Ethiopia's size is close to 1.2m sq km – the combined size of Germany, Japan, Belgium and South Korea – and contains an immense amount of arable land that can be used for agriculture. Oqubay says the aim, over the next 24 months, is for Ethiopia to become one of the world's major producers of high quality GM cotton.

Other challenges if the country is to achieve its goals, however, include a focus on productivity and ensuring it has a steady stream of skilled labour to produce garments for the major brands it has attracted to the project – including India's Arvind and Raymond, Hong Kong's Epic and TAL Industries, and Indonesia's Pityu. 

Oqubay is confident this is achievable, and in the shortest possible time, with worker training expected to begin this month. The workforce, he says, is keen to learn and, in 24 months time, "will reach the productivity levels of workers in Vietnam." 

"Ethiopia has been listening and trying to understand the requirement of the manufacturers. Ensuring there will be a smooth landing and that these companies will be profitable is important to achieving our strategy. We have very high standards and we are learning from experiences in Bangladesh."

Indeed, Mark Green, executive vice president of global supply chain for apparel giant PVH, says the company's experience in Ethiopia has been "nothing short of exceptional." 

Of the Hawassa investment, he explains: "We went in with a concept of 'let's take a brand, best-in-class mills and manufacturers, and let's create something unique and special'. We wanted to create a vertical supply chain, we wanted it to be scalable for the industry so it could grow in a thoughtful and planned way. We wanted it to be sustainable, to make use of green energy, green technology, and we wanted it to be best-in-class. 

"We wanted to take all of our learnings into Ethiopia and build something anyone involved in the country would be proud of. And it will be a blueprint example for the rest of the world to follow. 

Expansion plans

Hawassa is just one of seven prospective industrial parks the government is developing, thanks to some $750m secured from the sale of its first Eurobond. One-third of that sum will be spent on the remaining parks, some of which will be built in the north of the country. 

The vision is to create 2m manufacturing jobs over the next ten years with the construction of 20m square metres of factory space per year, building on a steady growth rate for the sector of 20% annually over the last five years. This is thanks to foreign direct investment from countries including Turkey, India, China, a number of EU nations, and the US, which in 2015 exceeded $2.5bn in terms of materials and cash inflow. 

"This is the best opportunity for many firms wanting to establish manufacturing plants in Africa," Oqubay says. "Ethiopia is one of the best destinations."

▸ Directive: Pick up the article on Ethiopia's industrial parks after its final sentence and extend it with a few more paragraphs.

▸ Detection examples:
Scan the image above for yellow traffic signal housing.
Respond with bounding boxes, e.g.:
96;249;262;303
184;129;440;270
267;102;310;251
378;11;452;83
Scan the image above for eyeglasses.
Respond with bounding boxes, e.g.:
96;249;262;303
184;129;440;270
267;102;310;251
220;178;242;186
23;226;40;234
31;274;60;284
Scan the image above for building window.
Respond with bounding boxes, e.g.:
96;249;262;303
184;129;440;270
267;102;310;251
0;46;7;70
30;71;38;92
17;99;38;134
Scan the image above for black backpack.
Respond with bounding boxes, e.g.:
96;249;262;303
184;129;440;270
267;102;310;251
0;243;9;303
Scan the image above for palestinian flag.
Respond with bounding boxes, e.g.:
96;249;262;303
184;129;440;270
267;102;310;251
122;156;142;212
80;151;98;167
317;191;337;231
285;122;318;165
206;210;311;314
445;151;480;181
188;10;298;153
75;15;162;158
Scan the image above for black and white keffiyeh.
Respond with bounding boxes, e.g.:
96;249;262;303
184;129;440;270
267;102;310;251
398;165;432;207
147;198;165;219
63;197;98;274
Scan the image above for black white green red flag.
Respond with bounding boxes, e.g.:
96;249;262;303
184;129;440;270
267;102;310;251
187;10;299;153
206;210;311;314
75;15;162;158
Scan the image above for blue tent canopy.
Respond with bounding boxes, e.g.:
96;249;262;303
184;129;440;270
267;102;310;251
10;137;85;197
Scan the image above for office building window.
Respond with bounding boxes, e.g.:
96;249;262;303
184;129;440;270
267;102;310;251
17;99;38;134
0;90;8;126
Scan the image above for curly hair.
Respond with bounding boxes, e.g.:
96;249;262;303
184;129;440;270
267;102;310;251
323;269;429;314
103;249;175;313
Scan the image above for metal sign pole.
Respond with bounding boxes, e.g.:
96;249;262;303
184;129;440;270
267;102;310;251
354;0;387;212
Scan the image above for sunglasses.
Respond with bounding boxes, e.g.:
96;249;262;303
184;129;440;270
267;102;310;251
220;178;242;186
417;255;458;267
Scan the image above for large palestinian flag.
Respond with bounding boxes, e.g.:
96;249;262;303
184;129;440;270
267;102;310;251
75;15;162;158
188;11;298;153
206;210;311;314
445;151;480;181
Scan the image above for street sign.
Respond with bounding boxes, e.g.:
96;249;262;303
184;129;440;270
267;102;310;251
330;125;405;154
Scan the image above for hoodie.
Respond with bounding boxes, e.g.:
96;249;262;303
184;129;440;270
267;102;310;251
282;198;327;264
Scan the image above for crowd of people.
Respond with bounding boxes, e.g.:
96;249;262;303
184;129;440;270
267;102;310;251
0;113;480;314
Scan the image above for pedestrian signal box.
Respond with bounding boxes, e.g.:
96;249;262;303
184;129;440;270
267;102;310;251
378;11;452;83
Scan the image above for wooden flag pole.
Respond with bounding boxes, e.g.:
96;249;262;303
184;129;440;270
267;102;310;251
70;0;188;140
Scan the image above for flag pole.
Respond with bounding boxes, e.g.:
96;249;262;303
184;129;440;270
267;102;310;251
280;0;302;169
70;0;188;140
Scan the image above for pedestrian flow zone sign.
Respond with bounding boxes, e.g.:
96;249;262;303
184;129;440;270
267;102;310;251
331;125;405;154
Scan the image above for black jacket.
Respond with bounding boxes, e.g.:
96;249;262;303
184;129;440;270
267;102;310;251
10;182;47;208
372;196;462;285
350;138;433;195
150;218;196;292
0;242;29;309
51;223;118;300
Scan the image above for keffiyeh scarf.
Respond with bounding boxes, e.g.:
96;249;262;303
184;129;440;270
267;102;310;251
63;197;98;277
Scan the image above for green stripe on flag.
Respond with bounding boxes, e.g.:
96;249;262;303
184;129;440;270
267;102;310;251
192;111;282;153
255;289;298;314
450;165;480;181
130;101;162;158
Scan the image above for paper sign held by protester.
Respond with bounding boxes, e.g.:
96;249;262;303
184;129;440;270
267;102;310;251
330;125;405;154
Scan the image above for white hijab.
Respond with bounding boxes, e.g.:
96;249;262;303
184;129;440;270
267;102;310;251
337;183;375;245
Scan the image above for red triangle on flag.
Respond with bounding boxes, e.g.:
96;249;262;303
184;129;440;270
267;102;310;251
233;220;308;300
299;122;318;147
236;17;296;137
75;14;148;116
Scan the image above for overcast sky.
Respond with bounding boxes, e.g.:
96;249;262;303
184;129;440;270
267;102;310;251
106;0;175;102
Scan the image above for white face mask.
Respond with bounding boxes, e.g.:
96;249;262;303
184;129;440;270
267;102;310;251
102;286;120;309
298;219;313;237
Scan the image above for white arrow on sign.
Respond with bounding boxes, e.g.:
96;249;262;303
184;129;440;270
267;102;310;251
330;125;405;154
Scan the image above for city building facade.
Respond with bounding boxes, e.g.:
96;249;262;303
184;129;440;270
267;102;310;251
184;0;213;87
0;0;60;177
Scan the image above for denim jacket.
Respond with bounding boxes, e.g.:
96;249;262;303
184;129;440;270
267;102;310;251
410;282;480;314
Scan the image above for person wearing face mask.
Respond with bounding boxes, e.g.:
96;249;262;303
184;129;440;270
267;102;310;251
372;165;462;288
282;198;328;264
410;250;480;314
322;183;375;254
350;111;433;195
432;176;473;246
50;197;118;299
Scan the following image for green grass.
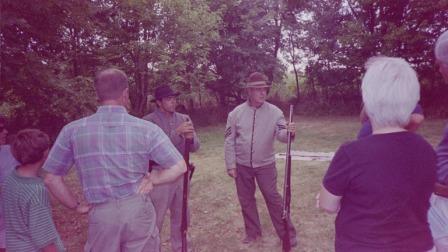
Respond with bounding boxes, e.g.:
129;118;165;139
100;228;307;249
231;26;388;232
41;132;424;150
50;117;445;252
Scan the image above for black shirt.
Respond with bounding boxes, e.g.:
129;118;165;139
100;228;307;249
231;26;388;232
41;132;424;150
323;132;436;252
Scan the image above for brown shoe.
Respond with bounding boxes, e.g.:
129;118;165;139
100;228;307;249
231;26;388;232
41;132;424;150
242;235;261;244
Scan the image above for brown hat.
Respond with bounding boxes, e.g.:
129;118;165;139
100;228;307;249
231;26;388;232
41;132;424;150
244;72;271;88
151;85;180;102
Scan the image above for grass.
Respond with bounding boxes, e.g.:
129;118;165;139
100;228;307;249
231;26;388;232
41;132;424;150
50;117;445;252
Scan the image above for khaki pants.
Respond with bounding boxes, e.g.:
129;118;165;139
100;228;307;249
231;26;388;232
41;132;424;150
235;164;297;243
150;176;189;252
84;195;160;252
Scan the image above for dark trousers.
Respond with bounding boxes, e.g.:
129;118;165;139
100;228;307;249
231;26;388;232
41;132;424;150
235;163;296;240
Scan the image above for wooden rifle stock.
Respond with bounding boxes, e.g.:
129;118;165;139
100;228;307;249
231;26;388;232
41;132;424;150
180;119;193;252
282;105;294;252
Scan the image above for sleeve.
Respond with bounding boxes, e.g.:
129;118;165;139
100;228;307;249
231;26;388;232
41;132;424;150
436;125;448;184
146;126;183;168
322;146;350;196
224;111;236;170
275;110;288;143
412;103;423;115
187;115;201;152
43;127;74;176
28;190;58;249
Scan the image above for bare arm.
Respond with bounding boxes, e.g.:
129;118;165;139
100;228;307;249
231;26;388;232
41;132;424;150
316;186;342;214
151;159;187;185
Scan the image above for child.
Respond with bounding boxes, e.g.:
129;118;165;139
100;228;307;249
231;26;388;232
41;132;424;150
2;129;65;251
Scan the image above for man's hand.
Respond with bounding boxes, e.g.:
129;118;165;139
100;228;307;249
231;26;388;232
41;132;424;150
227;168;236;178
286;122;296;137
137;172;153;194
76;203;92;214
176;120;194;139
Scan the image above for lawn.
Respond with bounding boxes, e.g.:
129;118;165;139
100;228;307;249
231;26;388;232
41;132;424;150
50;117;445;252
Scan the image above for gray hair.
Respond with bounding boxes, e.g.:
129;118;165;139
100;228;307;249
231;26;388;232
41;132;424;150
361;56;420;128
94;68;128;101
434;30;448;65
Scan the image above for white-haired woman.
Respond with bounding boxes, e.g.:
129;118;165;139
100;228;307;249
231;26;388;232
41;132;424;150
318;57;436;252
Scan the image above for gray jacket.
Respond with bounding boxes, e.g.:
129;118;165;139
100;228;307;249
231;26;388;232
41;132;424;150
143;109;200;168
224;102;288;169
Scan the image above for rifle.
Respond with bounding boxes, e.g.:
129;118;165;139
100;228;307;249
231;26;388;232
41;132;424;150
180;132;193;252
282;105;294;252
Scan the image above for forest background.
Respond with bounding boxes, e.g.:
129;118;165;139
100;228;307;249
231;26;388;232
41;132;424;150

==

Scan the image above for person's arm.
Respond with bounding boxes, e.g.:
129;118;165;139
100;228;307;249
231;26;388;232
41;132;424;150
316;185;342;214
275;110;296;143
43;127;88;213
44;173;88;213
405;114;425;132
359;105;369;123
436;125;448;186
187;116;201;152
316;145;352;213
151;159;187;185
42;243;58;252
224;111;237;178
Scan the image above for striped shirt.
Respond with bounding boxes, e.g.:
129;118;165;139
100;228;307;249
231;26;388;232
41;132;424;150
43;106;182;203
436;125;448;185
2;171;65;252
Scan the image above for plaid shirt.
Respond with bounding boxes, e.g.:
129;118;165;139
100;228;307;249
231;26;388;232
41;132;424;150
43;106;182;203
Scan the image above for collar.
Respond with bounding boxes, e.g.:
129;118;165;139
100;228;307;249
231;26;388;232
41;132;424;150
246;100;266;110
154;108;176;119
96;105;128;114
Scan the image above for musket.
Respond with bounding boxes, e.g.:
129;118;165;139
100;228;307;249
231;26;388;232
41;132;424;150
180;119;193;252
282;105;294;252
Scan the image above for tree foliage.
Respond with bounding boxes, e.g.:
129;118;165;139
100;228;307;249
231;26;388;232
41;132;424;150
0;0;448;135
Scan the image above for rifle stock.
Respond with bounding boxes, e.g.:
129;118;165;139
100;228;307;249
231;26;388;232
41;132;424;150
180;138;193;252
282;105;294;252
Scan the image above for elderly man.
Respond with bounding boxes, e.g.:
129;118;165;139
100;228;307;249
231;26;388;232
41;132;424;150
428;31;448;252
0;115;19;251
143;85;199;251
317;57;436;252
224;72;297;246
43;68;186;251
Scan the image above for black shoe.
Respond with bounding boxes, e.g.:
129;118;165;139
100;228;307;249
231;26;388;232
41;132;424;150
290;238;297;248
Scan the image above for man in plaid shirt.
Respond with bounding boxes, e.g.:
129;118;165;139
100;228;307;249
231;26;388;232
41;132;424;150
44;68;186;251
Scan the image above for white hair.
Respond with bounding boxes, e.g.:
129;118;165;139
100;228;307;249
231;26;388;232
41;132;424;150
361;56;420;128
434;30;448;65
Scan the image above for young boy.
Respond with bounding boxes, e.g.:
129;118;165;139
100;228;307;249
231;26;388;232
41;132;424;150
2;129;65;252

---

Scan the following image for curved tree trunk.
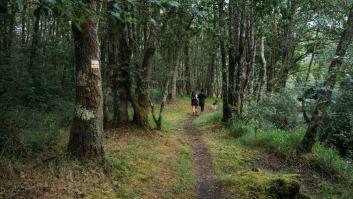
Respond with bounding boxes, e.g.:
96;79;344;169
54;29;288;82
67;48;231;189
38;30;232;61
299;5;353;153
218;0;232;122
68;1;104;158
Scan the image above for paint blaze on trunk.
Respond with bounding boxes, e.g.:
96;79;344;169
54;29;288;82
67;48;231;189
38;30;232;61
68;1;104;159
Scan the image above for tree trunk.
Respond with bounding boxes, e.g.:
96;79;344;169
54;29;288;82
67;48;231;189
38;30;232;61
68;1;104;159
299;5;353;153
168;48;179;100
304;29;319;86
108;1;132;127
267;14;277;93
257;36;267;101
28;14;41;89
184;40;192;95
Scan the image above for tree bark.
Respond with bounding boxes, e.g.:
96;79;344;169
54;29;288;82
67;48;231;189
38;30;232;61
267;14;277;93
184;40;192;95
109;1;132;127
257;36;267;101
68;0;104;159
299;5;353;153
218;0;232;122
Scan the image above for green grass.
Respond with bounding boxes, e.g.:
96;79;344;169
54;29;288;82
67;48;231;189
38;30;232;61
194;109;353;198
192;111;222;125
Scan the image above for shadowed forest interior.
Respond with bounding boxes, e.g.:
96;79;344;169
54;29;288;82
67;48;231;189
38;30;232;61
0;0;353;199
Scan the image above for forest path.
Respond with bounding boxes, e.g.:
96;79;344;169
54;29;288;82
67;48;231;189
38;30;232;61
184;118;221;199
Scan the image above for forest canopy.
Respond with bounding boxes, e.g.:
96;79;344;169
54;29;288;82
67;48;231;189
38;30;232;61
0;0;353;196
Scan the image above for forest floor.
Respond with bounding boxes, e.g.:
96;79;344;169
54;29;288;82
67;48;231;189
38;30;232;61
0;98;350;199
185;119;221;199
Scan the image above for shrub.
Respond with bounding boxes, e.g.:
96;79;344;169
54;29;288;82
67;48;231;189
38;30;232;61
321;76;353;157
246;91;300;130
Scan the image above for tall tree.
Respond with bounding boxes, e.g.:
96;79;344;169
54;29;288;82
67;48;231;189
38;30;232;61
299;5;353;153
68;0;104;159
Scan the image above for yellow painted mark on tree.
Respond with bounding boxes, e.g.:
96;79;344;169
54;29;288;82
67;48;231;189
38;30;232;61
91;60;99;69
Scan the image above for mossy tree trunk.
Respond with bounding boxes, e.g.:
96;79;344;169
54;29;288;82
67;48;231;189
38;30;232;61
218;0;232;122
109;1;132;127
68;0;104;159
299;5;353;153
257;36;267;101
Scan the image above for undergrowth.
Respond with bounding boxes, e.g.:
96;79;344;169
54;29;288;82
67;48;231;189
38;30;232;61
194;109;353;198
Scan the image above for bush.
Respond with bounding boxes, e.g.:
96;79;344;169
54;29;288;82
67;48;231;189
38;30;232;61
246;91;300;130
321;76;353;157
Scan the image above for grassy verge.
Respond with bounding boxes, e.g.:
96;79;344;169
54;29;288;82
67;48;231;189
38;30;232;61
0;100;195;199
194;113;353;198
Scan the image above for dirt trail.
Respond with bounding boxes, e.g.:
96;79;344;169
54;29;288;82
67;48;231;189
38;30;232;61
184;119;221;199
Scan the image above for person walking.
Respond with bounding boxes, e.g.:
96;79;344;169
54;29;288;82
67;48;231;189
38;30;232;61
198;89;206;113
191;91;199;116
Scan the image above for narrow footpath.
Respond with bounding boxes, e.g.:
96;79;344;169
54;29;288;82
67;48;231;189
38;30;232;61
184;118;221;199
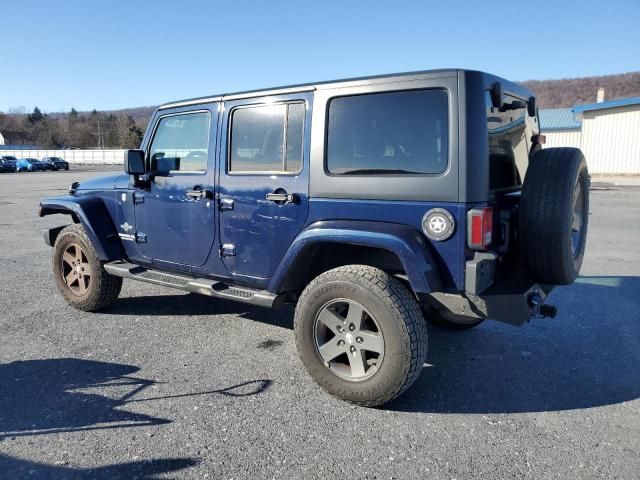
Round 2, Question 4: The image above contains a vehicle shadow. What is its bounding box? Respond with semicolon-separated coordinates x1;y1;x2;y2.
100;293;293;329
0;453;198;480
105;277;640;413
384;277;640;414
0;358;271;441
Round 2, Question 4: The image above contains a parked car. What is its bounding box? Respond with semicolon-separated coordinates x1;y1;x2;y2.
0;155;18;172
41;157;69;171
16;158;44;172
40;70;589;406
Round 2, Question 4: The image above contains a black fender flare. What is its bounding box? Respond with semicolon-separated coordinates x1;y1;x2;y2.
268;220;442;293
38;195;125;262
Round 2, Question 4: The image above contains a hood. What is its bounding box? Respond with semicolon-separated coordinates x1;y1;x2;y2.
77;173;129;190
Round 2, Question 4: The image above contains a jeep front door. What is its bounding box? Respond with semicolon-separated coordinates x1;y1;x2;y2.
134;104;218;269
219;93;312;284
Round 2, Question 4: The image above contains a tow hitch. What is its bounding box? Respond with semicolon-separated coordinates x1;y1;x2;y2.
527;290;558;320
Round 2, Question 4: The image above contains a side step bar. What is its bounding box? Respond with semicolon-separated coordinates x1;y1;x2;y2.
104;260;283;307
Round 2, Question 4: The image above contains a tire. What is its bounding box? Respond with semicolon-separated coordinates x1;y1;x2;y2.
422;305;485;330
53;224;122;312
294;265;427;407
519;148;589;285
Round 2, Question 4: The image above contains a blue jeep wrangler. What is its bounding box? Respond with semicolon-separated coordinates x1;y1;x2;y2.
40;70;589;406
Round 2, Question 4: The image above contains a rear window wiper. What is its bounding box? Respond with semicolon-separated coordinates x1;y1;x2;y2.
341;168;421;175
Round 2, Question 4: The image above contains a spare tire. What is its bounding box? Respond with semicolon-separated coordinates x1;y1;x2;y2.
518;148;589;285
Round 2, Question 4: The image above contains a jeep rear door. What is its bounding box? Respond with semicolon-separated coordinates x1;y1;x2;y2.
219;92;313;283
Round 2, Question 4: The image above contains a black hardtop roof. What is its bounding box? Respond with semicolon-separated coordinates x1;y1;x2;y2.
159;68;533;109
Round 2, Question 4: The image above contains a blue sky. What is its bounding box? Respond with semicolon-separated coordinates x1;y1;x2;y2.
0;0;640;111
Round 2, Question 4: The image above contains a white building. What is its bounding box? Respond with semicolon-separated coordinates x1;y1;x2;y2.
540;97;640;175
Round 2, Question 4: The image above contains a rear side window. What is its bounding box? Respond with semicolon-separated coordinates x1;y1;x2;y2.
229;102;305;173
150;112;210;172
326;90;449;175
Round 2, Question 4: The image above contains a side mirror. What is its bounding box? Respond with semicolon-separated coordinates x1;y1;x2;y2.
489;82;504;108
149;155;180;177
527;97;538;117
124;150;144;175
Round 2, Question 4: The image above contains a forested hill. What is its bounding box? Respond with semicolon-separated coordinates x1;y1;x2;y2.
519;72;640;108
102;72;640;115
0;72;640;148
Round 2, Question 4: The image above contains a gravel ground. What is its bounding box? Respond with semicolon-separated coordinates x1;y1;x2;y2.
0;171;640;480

▸ Exercise output:
The country is located close to Europe, the Middle East and Asia, enjoying preferential market access to the former through the Everything But Arms (EBA) deal, and duty-free access to the US through AGOA (the African Growth and Opportunity Act). 

Ethiopia's main selling points, Oqubay says, include a population close to 1bn that is growing by 2.3m annually, a steady economy, location, low crime, investment in skills training, and substantial investment in infrastructure – 60% of the government's budget to be precise. 

Central to this is the construction of a Chinese-built electric railway network from Addis Ababa to the Red Sea port of Djibouti, with the eight rail corridors that make up the new 6,000 kilometre network understood to have cost around $1.2bn – of which 70% was financed by the Export-Import Bank of China and 30% by the Ethiopian government. Once completed, it will create a series of key trade routes to neighbouring Kenya, South Sudan, Sudan and, crucially, Djibouti port.

Set to become operational in the next few months, the network also has speed on its side. At 120km per hour, cargo will be able to reach Djibouti from Addis Ababa in nine hours. 

"We know that speed to market is an important competitive criteria for industry," Oqubay says. "One of the lessons we have learnt over the years, and from China, is about heavy investment in great highways. The reason China's economy has been growing is because it has invested heavily in infrastructure. If we want Ethiopia to be a great economic power and industrial country, we have to do this too."

Low growth

Ethiopia has a fair way to go, however, if it wants to match the apparel exports of countries like Myanmar at $1.5bn, Turkey at $18.7bn, and Vietnam at $24bn. In 2014, Ethiopia's apparel exports reached just $112m.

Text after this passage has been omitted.